- [The problem]: Gather every line below that contains the word "bush" and copy each one out in full.
****************
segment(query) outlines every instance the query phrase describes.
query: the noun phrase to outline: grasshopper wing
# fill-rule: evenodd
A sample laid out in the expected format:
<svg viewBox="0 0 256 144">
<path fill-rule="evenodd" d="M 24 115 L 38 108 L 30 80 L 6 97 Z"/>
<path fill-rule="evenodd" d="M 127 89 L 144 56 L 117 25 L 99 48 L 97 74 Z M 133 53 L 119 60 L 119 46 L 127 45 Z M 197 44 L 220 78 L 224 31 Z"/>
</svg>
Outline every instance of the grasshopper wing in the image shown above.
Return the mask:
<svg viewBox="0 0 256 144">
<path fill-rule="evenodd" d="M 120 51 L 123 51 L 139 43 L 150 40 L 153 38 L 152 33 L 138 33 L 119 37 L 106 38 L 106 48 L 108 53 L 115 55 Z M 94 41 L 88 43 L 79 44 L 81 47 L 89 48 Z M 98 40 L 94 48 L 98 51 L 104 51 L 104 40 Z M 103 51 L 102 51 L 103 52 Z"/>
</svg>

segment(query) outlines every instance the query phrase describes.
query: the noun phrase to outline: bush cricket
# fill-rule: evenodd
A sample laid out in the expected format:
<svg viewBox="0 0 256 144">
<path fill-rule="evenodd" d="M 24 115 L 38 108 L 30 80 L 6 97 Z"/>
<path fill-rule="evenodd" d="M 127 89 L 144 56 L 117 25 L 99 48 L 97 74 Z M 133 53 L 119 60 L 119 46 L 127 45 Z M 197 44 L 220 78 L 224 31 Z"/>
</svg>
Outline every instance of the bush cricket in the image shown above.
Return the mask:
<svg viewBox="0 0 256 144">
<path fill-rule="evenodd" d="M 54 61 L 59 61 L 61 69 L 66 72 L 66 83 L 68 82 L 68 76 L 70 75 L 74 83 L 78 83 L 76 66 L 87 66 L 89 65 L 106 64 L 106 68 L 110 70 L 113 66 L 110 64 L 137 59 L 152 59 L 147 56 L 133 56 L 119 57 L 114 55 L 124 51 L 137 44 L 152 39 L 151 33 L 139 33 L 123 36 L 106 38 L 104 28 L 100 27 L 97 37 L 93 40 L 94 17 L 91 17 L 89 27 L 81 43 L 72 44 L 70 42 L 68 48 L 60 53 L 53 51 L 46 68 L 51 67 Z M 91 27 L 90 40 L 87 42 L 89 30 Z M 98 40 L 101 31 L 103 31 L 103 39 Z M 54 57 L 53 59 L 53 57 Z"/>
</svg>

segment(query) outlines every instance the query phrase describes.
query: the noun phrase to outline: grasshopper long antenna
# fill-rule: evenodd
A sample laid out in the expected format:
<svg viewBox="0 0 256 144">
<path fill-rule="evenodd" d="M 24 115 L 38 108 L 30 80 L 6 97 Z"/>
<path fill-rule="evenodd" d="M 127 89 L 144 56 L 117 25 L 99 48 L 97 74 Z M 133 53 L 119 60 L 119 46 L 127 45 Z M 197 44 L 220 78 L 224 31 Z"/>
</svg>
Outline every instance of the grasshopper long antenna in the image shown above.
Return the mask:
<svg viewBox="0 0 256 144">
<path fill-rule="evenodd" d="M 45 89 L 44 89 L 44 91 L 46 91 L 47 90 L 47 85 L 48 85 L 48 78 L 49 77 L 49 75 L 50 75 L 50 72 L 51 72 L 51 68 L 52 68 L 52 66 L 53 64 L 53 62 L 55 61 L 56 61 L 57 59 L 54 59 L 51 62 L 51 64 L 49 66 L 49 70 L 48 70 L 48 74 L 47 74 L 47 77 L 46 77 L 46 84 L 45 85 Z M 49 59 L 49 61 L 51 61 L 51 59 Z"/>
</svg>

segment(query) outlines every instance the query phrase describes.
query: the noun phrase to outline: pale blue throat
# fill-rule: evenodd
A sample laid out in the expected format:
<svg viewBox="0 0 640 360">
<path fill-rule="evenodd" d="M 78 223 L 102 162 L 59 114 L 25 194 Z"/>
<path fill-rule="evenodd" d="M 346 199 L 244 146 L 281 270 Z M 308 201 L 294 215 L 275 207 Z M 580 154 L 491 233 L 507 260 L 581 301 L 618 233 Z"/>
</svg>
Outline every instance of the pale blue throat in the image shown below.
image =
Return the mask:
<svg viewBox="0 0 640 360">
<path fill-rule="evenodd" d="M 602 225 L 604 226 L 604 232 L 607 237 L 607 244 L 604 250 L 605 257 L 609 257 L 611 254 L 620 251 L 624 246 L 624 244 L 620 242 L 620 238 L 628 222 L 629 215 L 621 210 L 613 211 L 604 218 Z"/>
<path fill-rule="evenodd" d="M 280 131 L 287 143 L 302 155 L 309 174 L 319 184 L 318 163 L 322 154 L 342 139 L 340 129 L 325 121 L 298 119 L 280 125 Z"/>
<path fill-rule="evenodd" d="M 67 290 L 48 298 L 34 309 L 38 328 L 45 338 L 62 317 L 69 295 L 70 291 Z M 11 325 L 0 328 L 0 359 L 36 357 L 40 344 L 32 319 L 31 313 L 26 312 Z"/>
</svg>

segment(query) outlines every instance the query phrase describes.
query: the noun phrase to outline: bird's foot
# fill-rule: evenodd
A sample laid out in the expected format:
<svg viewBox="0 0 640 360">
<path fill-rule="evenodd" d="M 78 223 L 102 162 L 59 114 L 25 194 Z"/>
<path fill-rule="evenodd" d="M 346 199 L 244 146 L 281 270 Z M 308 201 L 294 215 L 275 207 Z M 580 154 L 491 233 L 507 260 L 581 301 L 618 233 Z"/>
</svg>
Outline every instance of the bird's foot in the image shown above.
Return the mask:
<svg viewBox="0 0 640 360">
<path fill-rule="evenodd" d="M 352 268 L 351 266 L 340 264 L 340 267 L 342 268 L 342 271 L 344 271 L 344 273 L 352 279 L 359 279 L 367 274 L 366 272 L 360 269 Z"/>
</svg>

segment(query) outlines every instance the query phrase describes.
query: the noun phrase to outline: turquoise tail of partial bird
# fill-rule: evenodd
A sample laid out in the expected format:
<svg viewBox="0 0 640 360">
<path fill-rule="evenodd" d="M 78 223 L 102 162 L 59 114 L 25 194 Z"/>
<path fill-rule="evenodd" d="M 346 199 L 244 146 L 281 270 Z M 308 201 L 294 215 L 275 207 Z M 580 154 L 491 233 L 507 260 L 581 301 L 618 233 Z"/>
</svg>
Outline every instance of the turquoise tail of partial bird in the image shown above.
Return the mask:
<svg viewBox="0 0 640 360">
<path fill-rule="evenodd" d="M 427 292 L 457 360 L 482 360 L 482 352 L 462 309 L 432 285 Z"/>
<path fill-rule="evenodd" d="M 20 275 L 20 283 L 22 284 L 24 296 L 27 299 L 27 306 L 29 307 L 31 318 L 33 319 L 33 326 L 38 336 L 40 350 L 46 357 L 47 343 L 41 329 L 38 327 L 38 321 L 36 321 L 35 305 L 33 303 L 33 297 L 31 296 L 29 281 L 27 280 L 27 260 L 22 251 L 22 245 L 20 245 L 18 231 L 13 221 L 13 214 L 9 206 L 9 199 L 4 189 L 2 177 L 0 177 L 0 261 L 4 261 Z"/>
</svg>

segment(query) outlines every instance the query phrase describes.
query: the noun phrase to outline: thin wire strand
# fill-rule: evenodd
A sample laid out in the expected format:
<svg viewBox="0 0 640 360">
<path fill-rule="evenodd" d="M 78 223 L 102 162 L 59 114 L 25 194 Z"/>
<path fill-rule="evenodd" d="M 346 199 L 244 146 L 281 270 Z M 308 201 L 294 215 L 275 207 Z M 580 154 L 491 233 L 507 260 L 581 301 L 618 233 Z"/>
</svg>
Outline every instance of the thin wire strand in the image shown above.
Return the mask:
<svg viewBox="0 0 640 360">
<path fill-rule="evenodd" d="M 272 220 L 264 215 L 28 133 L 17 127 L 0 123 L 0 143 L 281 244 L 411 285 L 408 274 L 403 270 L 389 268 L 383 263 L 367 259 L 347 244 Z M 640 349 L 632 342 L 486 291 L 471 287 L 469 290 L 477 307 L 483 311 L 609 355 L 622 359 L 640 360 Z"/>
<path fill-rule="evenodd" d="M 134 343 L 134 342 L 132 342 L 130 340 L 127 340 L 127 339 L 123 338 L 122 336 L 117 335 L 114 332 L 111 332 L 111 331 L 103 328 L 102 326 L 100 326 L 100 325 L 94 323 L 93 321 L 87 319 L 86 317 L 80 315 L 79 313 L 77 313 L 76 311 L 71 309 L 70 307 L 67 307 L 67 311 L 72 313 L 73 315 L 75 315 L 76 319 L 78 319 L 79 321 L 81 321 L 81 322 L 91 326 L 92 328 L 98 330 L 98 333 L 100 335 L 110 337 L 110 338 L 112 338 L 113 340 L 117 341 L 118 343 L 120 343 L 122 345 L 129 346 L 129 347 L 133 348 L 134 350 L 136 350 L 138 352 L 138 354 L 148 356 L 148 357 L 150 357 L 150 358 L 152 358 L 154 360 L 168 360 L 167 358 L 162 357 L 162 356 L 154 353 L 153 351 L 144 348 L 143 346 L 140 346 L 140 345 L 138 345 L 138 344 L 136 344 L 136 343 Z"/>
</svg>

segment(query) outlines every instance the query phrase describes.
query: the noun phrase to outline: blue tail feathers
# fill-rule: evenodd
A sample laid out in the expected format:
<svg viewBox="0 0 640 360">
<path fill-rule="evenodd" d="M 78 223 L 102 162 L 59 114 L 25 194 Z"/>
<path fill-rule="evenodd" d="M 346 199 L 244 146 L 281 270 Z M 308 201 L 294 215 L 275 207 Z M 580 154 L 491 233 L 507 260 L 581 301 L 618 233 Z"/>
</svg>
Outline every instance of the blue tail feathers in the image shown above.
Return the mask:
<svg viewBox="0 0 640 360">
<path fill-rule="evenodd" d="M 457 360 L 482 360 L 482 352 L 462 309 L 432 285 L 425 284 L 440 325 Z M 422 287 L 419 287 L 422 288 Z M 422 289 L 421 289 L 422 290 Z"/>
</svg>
****************
- [Answer to this task]:
query: the noun phrase to outline: bush cricket
Outline every instance of the bush cricket in the image shown above.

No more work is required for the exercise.